§ Document excerpt
Peace in the Middle East is further away than ever with Palestinians and Israelis alike suffering yet more unrelenting misery, reports PHIL REEVES.
Journalists are frequently accused of being interested only in bad news. Not so in the Middle East. The media falls eagerly on the smallest suggestion that the Oslo "peace process" between Israel and the Palestinians can be revived.
But in reality the news has only been bad. When last year began, the three-month-old Palestinian intifada had claimed 300 lives. By the time the year ended, the death toll was greater than 1000, and the conflict had become a war.
In between, both sides had resorted to nastier methods. The hard-line Islamists began sending suicide bombers and gunmen into Israel with instructions to murder as many civilians as possible. And the Israeli armed forces had begun using war planes to bomb the occupied territories for the first time since the 1967 war.
Ceasefires came and went, none fully imposed or lasting long. As the New Year approached, international mediators still wearily brandished two dog-eared "road maps" to peace - ceasefire and security plans drawn up by a commission led by the former United States senator George Mitchell and the director of the CIA, George Tenet.
But diplomacy had failed spectacularly - undermined by the US failure to take a robust line with Israel's Government, or to dispel Palestinian perceptions of bias.
It was always going to be tough, given the two leaders at the heart of the conflict. In February, Ariel Sharon - the bullish right-wing 73-year-old leader of Likud - confounded those who wrote off his chances of becoming Israel's leader after he was disgraced by a 1983 commission of inquiry into the Sabra and Shatila massacres.

§ Source data
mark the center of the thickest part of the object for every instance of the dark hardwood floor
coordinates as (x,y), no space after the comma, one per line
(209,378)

§ Written instruction 1
List every person named in the article on the Middle East conflict.
§ Written instruction 2
Write out everything from "Journalists are frequently" down to "the 1967 war." in the article on the Middle East conflict, switching "civilians" to "noncombatants".
§ Written instruction 3
Continue the article on the Middle East conflict from the point where it stops.

§ Expected answer 1
PHIL REEVES, George Mitchell, George Tenet, Ariel Sharon

§ Expected answer 2
Journalists are frequently accused of being interested only in bad news. Not so in the Middle East. The media falls eagerly on the smallest suggestion that the Oslo "peace process" between Israel and the Palestinians can be revived.
But in reality the news has only been bad. When last year began, the three-month-old Palestinian intifada had claimed 300 lives. By the time the year ended, the death toll was greater than 1000, and the conflict had become a war.
In between, both sides had resorted to nastier methods. The hard-line Islamists began sending suicide bombers and gunmen into Israel with instructions to murder as many noncombatants as possible. And the Israeli armed forces had begun using war planes to bomb the occupied territories for the first time since the 1967 war.

§ Expected answer 3
Disillusioned by worsening violence and convinced by a brilliant public relations campaign mounted by their Government, the Israeli electorate turned to a man whom they believed would make them secure and take a firm line with Yasser Arafat.
In February, Sharon was elected Prime Minister in an unprecedented landslide. It placed Sharon face to face with his old adversary, Arafat. The fate of the region lay in the hands of two septuagenarians - a stubborn Israeli ideologue and ex-general who appears to believe that he can bludgeon the Palestinians into line, and the mercurial Palestinian leader, locked in an unending struggle to reconcile his ties with the Americans and the West with a rising tide of radicalism.
By the end of the year, Sharon had deployed his tanks only a few hundred metres from Arafat's headquarters in the West Bank town of Ramallah. The Palestinian leader could no longer travel from country to country seeking support. His helicopters were destroyed by an Israeli rocket. He was confined to the West Bank, barred by Israel from even going to Bethlehem for Christmas Eve celebrations. Sharon had declared him "irrelevant" - a position not supported by the international community.
For the people on both sides it was a year of unrelenting misery. The Palestinians of the West Bank are unlikely to forget the invasion of six of their towns by the Israeli Army in October, following the first assassination of an Israeli cabinet minister by Palestinian guerrillas. Rechavam Zeevi, the Tourism Minister, was shot dead in a Jerusalem hotel by guerrillas from the Popular Front for the Liberation of Palestine, avenging the death seven weeks earlier of their leader, Abu Ali Mustafa, blown apart at his desk in Ramallah by two Israeli helicopter missiles fired through the window.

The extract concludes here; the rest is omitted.